[start]

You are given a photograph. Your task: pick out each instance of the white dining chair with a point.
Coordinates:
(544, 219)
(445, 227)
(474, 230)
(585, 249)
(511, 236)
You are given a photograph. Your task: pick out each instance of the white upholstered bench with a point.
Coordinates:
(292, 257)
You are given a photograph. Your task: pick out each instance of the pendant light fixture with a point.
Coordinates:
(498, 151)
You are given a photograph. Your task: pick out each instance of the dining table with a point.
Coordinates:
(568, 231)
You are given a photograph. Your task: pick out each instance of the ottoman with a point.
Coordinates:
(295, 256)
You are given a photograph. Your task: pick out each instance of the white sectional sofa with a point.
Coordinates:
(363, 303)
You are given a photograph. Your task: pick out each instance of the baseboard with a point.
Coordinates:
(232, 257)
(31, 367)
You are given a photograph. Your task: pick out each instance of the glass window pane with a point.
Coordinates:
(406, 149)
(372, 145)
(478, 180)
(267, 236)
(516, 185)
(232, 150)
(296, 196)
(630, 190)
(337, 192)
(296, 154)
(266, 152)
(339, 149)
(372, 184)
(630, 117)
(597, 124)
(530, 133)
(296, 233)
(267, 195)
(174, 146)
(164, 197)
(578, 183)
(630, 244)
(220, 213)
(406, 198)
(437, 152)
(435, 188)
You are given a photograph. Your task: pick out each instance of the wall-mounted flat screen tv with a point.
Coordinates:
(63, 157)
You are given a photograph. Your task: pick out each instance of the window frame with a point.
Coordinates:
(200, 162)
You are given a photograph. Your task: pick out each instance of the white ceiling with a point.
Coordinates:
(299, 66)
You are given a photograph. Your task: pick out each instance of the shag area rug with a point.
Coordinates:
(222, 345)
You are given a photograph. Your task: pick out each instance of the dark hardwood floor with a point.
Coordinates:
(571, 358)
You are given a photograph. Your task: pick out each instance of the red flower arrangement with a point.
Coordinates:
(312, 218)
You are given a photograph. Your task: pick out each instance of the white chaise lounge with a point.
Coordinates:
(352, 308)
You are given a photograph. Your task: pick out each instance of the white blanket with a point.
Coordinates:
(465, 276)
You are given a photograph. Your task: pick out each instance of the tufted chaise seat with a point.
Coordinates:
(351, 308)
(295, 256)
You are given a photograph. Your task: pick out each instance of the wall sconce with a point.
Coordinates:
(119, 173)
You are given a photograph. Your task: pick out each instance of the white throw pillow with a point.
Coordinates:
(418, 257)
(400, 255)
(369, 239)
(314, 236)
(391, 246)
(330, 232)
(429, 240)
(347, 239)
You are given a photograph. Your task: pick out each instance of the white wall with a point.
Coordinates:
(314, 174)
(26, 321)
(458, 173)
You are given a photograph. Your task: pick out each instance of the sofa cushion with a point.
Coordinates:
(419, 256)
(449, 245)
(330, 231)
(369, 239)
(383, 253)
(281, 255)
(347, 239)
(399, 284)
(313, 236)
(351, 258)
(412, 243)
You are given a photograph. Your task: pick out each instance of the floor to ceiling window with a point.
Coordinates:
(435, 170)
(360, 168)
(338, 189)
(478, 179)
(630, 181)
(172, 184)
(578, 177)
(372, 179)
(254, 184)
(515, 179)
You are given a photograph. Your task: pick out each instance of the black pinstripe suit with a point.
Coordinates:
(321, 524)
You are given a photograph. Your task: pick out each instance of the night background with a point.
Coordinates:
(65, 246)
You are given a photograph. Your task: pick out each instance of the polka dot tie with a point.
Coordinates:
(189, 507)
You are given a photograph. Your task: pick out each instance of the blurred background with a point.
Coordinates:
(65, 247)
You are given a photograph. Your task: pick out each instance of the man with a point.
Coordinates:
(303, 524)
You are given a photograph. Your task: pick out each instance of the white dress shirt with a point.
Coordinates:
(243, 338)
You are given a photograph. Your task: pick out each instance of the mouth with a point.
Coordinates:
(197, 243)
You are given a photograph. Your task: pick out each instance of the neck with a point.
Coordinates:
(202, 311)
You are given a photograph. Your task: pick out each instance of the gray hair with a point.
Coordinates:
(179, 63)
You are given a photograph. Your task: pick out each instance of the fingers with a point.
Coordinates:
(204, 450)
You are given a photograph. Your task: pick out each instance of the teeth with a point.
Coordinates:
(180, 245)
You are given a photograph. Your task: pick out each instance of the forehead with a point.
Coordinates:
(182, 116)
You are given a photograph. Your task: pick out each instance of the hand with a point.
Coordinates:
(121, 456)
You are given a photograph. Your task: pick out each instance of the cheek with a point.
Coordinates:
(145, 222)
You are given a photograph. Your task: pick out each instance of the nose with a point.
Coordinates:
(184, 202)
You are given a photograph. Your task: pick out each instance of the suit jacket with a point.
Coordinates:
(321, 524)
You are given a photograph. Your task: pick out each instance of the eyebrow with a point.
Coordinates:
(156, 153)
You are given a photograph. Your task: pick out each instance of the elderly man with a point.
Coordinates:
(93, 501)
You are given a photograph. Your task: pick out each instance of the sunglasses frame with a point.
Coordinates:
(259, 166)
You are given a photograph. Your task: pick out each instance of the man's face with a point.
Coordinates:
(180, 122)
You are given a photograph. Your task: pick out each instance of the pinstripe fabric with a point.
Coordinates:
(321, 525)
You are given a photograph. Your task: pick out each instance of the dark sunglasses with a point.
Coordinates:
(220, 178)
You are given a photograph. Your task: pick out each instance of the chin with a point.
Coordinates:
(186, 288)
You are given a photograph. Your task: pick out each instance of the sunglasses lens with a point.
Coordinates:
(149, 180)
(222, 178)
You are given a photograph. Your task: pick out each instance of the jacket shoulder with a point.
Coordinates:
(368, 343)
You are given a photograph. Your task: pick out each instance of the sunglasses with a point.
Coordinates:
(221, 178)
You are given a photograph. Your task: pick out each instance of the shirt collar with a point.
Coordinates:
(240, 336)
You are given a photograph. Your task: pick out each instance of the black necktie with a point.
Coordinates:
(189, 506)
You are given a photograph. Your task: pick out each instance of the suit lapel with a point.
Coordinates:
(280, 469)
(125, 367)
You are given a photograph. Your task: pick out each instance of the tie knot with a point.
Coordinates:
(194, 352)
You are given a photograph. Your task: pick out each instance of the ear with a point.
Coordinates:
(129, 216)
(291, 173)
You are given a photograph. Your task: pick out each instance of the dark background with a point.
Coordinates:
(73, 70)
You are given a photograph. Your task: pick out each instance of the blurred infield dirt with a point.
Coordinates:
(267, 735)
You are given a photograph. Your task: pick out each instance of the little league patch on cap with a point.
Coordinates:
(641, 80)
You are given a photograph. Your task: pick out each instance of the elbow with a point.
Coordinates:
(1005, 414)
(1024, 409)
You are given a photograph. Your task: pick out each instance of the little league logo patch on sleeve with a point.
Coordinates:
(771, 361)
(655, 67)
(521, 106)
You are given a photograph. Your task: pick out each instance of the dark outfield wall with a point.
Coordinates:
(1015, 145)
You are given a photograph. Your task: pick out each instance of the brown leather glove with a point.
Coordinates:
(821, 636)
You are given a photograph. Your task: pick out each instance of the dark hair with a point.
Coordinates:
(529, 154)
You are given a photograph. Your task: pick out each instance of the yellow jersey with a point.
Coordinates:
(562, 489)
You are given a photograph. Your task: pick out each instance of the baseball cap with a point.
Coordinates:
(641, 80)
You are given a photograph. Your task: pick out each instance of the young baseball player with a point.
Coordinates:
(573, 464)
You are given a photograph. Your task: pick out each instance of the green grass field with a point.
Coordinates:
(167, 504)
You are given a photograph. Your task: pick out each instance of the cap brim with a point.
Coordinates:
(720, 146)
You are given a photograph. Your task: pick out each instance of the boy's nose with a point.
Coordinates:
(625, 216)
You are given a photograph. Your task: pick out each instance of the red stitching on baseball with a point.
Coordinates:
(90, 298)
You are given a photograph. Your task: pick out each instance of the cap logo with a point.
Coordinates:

[end]

(Problem statement) Can you reproduce all the material exactly?

(Response to the task)
You are given a photograph. Your task: pick out each instance of the white dining chair with a point.
Coordinates:
(544, 219)
(445, 227)
(474, 230)
(585, 249)
(511, 236)
You are given a photograph. Your task: pick out each instance of the white upholstered bench with a point.
Coordinates:
(292, 257)
You are given a photograph. Your task: pick out each instance of the pendant light fixture with a point.
Coordinates:
(498, 151)
You are given a photograph. Your task: pick out each instance of the dining table with a point.
Coordinates:
(568, 231)
You are given a photograph. Your task: pick out each instance of the ottoman with a point.
Coordinates:
(295, 256)
You are given a photograph. Your task: pick out each instance of the white sectional sofa with a point.
Coordinates:
(363, 303)
You are given a photograph. Your task: pick out each instance of the baseboard with a point.
Coordinates:
(232, 257)
(31, 367)
You are given a photograph. Your task: pick out each instance of the glass window pane with a point.
Coordinates:
(406, 149)
(372, 145)
(478, 180)
(267, 236)
(516, 185)
(232, 150)
(296, 196)
(630, 190)
(337, 192)
(296, 154)
(266, 152)
(339, 149)
(372, 184)
(630, 117)
(597, 124)
(530, 133)
(296, 233)
(267, 195)
(174, 146)
(164, 197)
(578, 183)
(630, 244)
(220, 213)
(406, 198)
(437, 152)
(435, 188)
You are given a photograph. Your task: pick out each instance of the wall-mounted flat screen tv with a point.
Coordinates:
(63, 157)
You are given a photograph. Your task: pick out each instance of the window frame with a point.
Coordinates:
(200, 162)
You are given a photograph. Your task: pick out each instance of the white ceiling with a point.
Coordinates:
(299, 66)
You are given a photograph. Your task: pick out each instance of the shag area rug with a point.
Coordinates:
(222, 345)
You are given a photograph. Your task: pick out each instance of the dark hardwood floor with a point.
Coordinates:
(571, 358)
You are given a photograph. Your task: pick out each instance of the red flower arrangement with a point.
Coordinates:
(312, 218)
You are given a photograph. Your task: pick out each instance of the white chaise lounge with a point.
Coordinates:
(352, 308)
You are given a photograph. Your task: pick out each instance of the white blanket with a point.
Coordinates:
(465, 276)
You are given a photograph. Your task: pick out each instance of the tufted chaise seat with a point.
Coordinates:
(351, 308)
(295, 256)
You are given a photograph. Your task: pick out each instance of the wall sconce with a point.
Coordinates:
(119, 173)
You are given a photograph. Your task: pick out each instance of the white throw pillow with a point.
Coordinates:
(418, 257)
(400, 255)
(369, 239)
(314, 236)
(391, 246)
(330, 232)
(429, 240)
(347, 239)
You are given a photograph. Your task: pick out each instance of the white wall with a point.
Coordinates:
(314, 174)
(26, 321)
(458, 173)
You are given a photograph. Your task: pick out each instance of the sofa cushion with a point.
Coordinates:
(419, 256)
(449, 245)
(330, 231)
(369, 239)
(383, 253)
(281, 255)
(347, 239)
(399, 284)
(313, 236)
(351, 258)
(412, 243)
You are given a photograph. Your task: pick out each instance of the floor to ceiling window with a point.
Coordinates:
(435, 170)
(360, 168)
(338, 189)
(478, 179)
(630, 181)
(172, 184)
(578, 177)
(372, 179)
(254, 184)
(515, 179)
You are given a photograph. Your task: pick out each instance of the black pinstripe suit with a point.
Coordinates:
(321, 524)
You are given a photograph. Your task: pick out each instance of the night background with a point.
Coordinates:
(65, 246)
You are given a photograph. Your task: pick out each instance of the polka dot tie with a point.
Coordinates:
(189, 507)
You are given a photograph. Your task: pick out each instance of the blurred background with a point.
Coordinates:
(65, 247)
You are given a photograph. Your task: pick out each instance of the man with a point.
Coordinates:
(303, 524)
You are given a photograph. Your task: pick out each instance of the white dress shirt with a point.
Coordinates:
(243, 338)
You are given a photograph. Your task: pick out each instance of the mouth with a point.
Coordinates:
(197, 243)
You are given a photograph. Your task: pick out each instance of the neck with a point.
Coordinates:
(202, 311)
You are given a photograph. Your task: pick out each instance of the gray hair with a point.
Coordinates:
(179, 63)
You are given a photograph. Your task: pick out each instance of the fingers with a point.
Coordinates:
(204, 450)
You are given a photograph. Your task: pick out each instance of the teeth with a point.
Coordinates:
(180, 245)
You are given a photograph. Your task: pick out each instance of the forehead with a point.
Coordinates:
(182, 116)
You are given a photograph. Your task: pick out each instance of the hand with a point.
Coordinates:
(121, 456)
You are given a photograph. Your task: pick out each instance of the cheek with a point.
Coordinates:
(145, 222)
You are given a photograph. Your task: pick out each instance of the nose with a point.
Coordinates:
(184, 202)
You are given a photograph. Your task: pick out each instance of the suit jacket with a point.
Coordinates:
(321, 524)
You are given a photograph. Your task: pick out each instance of the eyebrow with a point.
Coordinates:
(156, 153)
You are given a photograph. Your task: pick out each instance of the elderly man with a point.
Coordinates:
(93, 501)
You are given a photograph. Your task: pick out each instance of the sunglasses frame with a point.
Coordinates:
(259, 166)
You are given a photograph. Your task: pick out each instance of the man's face with a point.
Coordinates:
(180, 122)
You are given a photograph. Your task: pick out each instance of the pinstripe fabric with a point.
Coordinates:
(321, 525)
You are given a photograph. Your task: pick out each instance of the dark sunglasses with a point.
Coordinates:
(220, 178)
You are given a photograph. Your task: pick out each instance of the chin with a point.
Coordinates:
(186, 288)
You are given a photograph. Your task: pick out each instance of the sunglasses lens with a point.
Coordinates:
(149, 180)
(222, 178)
You are given a photograph. Your task: pick out each instance of the jacket shoulder with a point.
Coordinates:
(368, 343)
You are given a photograph. Your task: pick out each instance of the sunglasses with a point.
Coordinates:
(221, 178)
You are given a photograph. Your task: pick out each instance of the shirt collar with a point.
Coordinates:
(240, 336)
You are given a photograph. Your task: pick out each instance of the black necktie with a point.
Coordinates:
(189, 506)
You are given a photograph. Your task: pick out each instance of the suit lapel with a point.
Coordinates:
(280, 469)
(125, 367)
You are given a photograph. Your task: pick out each instance of the tie knot with a point.
Coordinates:
(194, 352)
You are given a photograph. Your task: pick out each instance of the ear with a point.
Coordinates:
(129, 216)
(291, 173)
You are given a photograph. Your task: pick out each instance of the dark background with a point.
Coordinates:
(73, 70)
You are given a photograph. Your task: pick out each instance of the blurred infield dirt with a point.
Coordinates:
(267, 735)
You are given a photograph. Your task: pick out each instance of the little league patch on cap with a point.
Coordinates:
(641, 80)
You are given a photograph. Your task: pick out each instance of the elbow with a point.
Coordinates:
(1005, 414)
(1024, 409)
You are given a photograph. Your task: pick out each instance of the little league logo patch on sleeve with a point.
Coordinates:
(771, 361)
(655, 67)
(521, 106)
You are given a photograph. Your task: pick out each instance of the dark outfield wall with a point.
Coordinates:
(1015, 145)
You are given a photograph. Your task: pick out each instance of the brown leather glove with a point.
Coordinates:
(821, 636)
You are given a photograph. Your task: pick out each instance of the dark hair with a point.
Coordinates:
(529, 154)
You are given a photograph. Your task: pick out each instance of the yellow jersey with a point.
Coordinates:
(562, 489)
You are given a photograph. Your task: pick out each instance of the baseball cap with a point.
Coordinates:
(641, 80)
You are given a photograph. Your task: pick out each instance of the young baseball player with a point.
Coordinates:
(573, 464)
You are given a photograph. Your task: pick out each instance of the green grass field with a point.
Coordinates:
(167, 504)
You are given a photograph. Your task: pick out each instance of the cap brim with a point.
Coordinates:
(720, 146)
You are given a photograph. Your task: pick out each instance of the boy's nose with a point.
Coordinates:
(625, 216)
You are given a photograph. Your task: pick out each instance of the red stitching on baseball with a point.
Coordinates:
(90, 298)
You are given a photograph. Your task: pick out each instance of the cap logo with a point.
Coordinates:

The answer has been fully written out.